**Task description**
Rework the automatic PGO thread, giving everything from "Thu Sep 26 13:29:38" down to "clients can use?" with "utility" changed to "helper library".
======== Extract provided ========
Automatic PGO - Initial implementation (1/N)

Thu Sep 26 13:29:38 PDT 2013

On Thu, Sep 26, 2013 at 4:04 PM, Evan Cheng <evan.cheng at apple.com> wrote:
>
> On Sep 26, 2013, at 4:55 AM, Diego Novillo <dnovillo at google.com> wrote:
>
>> On Wed, Sep 25, 2013 at 8:54 PM, Evan Cheng <evan.cheng at apple.com> wrote:
>>
>>> Hmm. Scalar transformation seems *wrong* but you are right it can't an analysis pass. A couple of ideas:
>>>
>>> 1. Can we implement it not as a pass but a utility that clients can use?
>>> 2. Move it to lib/Transform/Instrumentation?
>>
>> One hard requirement for this feature is to be enabled as a regular
>> compiler option. Users are expecting this interface:
>>
>> $ clang -O2 -fauto-profile foo.cc -o foo
>>
>> (the actual name of the flag is irrelevant, of course)
>>
>> I am not sure what you mean by utility in the context of LLVM. Can I
>> implement utilities so that the above interface works?
>
> $ clang -O2 -fauto-profile foo.cc -o foo
>
> What does this do? Is it annotating the IR for one source file? Or is this producing an annotated executable? If it's the former, then I see your point.

The -fauto-profile option will read the profile information and emit
metadata in the IR for all the functions it sees in the translation
unit.  For example, if line 10 of function foo() was executed 10,000
times, all the IR instructions associated with line 10 will get the
annotation 'autoprofile.samples 10000' (or some such).

This information is then used by the analysis routines when computing
block and edge weights. Instructions that have a large fraction of
collected samples will automatically mark CFG paths as hot. The side
effect, then, is that the optimizers will be able to build more
accurate cost models, which translates to better optimization
decisions.
======== Provided data ========
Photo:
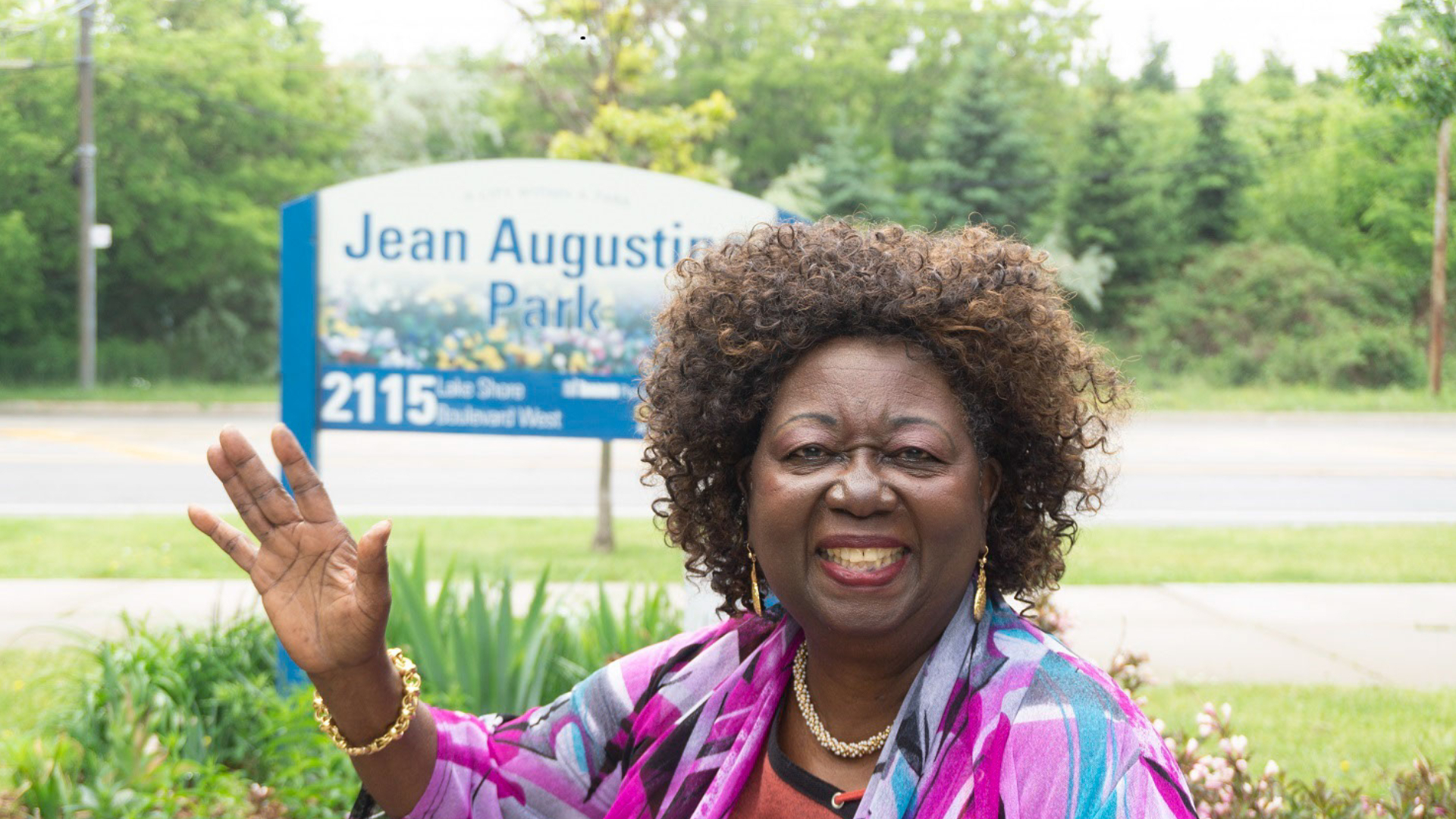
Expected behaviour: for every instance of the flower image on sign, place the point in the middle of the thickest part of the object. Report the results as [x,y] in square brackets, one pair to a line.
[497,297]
========
**Finished task**
Thu Sep 26 13:29:38 PDT 2013

On Thu, Sep 26, 2013 at 4:04 PM, Evan Cheng <evan.cheng at apple.com> wrote:
>
> On Sep 26, 2013, at 4:55 AM, Diego Novillo <dnovillo at google.com> wrote:
>
>> On Wed, Sep 25, 2013 at 8:54 PM, Evan Cheng <evan.cheng at apple.com> wrote:
>>
>>> Hmm. Scalar transformation seems *wrong* but you are right it can't an analysis pass. A couple of ideas:
>>>
>>> 1. Can we implement it not as a pass but a helper library that clients can use?